◆ STATED GOAL
Find every line in the data that contains the word "green" and copy each of those lines. Match case exactly.
·····
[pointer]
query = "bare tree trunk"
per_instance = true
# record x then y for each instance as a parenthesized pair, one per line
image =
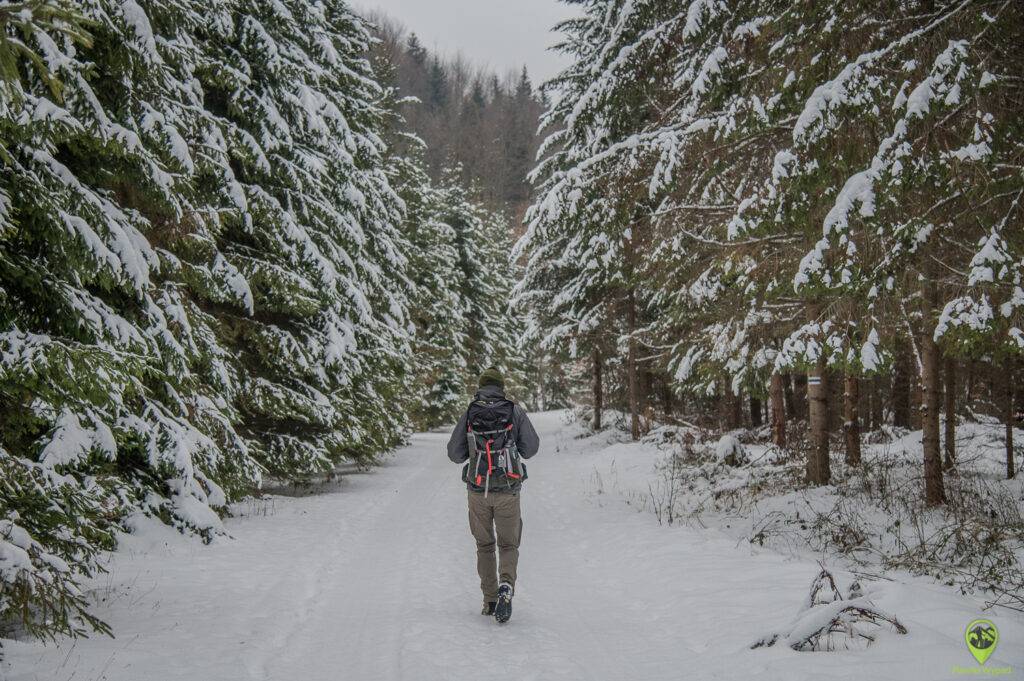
(901, 389)
(934, 493)
(791, 408)
(949, 386)
(778, 411)
(836, 382)
(863, 406)
(878, 415)
(800, 395)
(668, 399)
(632, 376)
(756, 413)
(1009, 416)
(817, 393)
(631, 363)
(851, 427)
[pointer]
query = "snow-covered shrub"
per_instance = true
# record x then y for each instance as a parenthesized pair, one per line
(828, 621)
(730, 452)
(52, 530)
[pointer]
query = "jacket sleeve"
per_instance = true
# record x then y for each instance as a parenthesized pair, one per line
(526, 438)
(458, 445)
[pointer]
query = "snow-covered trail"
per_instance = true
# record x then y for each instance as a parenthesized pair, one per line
(376, 580)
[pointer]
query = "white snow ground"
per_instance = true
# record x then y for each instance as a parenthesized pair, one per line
(376, 580)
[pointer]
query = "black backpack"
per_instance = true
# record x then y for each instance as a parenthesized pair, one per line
(494, 458)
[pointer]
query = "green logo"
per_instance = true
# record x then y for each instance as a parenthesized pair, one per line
(982, 637)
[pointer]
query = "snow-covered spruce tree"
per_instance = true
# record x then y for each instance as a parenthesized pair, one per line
(486, 274)
(591, 218)
(437, 386)
(892, 155)
(323, 353)
(131, 331)
(77, 322)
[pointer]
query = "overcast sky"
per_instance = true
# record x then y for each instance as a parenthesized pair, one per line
(499, 34)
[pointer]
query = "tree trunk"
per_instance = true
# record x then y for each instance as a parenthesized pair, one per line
(817, 394)
(949, 387)
(778, 411)
(668, 399)
(756, 413)
(800, 395)
(878, 415)
(1009, 417)
(791, 408)
(851, 426)
(631, 320)
(632, 377)
(863, 406)
(901, 389)
(836, 382)
(934, 493)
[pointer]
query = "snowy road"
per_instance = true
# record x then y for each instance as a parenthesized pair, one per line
(377, 581)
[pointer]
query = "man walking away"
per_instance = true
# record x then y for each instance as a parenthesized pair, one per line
(493, 437)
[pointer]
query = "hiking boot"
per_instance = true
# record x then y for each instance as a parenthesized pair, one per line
(503, 609)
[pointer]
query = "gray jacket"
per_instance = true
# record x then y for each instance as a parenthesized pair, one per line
(525, 436)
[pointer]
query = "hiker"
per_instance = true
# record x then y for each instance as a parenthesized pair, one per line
(493, 437)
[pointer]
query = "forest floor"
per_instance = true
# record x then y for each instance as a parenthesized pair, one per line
(374, 579)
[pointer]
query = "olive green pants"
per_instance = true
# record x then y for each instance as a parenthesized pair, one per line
(495, 521)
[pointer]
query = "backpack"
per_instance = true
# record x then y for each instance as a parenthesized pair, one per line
(494, 458)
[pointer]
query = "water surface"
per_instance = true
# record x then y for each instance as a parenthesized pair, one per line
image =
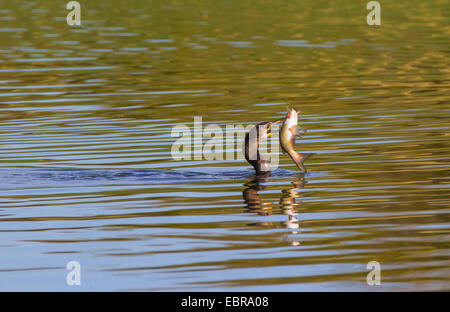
(86, 172)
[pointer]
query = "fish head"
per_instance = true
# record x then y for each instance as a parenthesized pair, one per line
(291, 117)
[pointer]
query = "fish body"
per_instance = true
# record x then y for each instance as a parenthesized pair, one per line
(288, 133)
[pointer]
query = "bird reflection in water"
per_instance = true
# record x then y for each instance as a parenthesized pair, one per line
(288, 202)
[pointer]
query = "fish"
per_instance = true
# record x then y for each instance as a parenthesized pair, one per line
(288, 133)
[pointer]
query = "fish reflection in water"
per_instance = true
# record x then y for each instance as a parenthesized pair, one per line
(288, 202)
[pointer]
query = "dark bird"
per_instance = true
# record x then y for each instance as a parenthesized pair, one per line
(258, 133)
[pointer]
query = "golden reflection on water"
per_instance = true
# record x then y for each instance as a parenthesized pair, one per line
(85, 166)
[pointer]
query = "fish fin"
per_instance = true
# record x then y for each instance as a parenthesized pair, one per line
(299, 159)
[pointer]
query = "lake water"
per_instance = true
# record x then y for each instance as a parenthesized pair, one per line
(86, 172)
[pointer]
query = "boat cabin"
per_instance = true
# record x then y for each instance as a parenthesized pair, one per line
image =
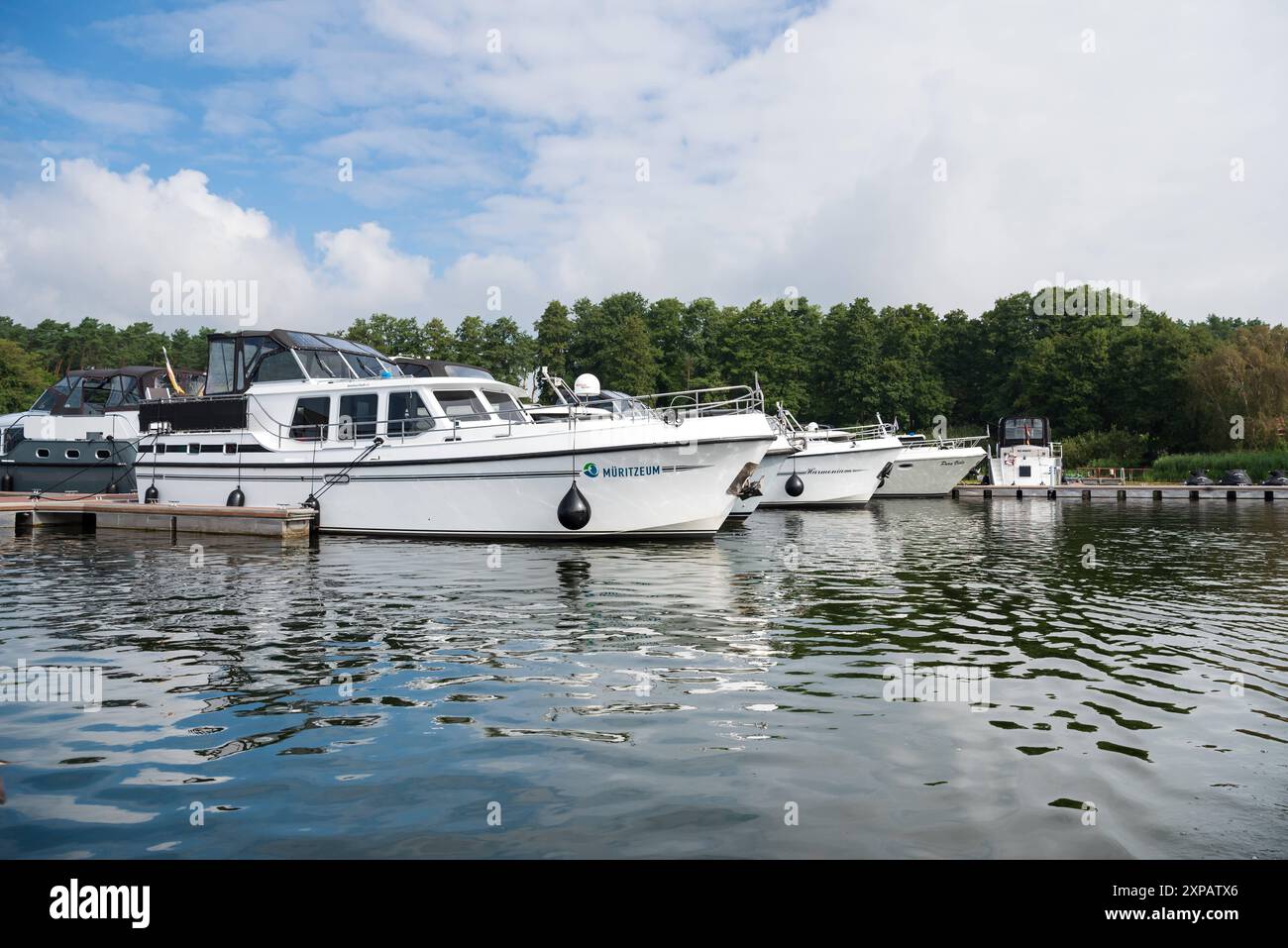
(240, 360)
(1022, 430)
(99, 390)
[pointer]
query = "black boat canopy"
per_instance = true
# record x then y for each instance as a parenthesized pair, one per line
(1022, 430)
(95, 390)
(239, 360)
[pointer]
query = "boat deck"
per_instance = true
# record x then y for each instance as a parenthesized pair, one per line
(20, 513)
(1138, 489)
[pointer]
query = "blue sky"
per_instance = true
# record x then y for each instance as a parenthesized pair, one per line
(938, 153)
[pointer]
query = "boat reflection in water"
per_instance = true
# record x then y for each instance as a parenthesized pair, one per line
(370, 695)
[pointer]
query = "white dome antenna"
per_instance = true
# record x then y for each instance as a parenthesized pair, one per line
(587, 384)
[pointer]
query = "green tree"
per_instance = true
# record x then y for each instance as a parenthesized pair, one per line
(22, 377)
(610, 339)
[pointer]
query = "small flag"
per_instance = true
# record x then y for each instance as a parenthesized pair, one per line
(168, 371)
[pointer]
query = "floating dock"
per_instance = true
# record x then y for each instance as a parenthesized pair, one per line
(20, 513)
(1138, 489)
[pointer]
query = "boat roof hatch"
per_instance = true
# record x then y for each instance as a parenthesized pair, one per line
(439, 369)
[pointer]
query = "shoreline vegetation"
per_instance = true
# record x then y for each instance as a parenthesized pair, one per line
(1124, 385)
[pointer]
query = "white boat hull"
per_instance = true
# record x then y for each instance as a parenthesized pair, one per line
(502, 487)
(928, 472)
(835, 473)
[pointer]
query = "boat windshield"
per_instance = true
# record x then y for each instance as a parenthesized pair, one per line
(1024, 432)
(53, 395)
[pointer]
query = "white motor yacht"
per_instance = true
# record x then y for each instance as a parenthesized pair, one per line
(295, 417)
(931, 467)
(1025, 456)
(828, 467)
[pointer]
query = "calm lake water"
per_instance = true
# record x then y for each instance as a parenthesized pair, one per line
(398, 698)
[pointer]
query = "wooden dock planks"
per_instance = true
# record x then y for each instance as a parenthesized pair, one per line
(1138, 489)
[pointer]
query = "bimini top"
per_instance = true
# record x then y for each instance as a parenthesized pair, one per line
·····
◆ SOLUTION TO THIS TASK
query = "green logo"
query = "olive green pants"
query = "green tree"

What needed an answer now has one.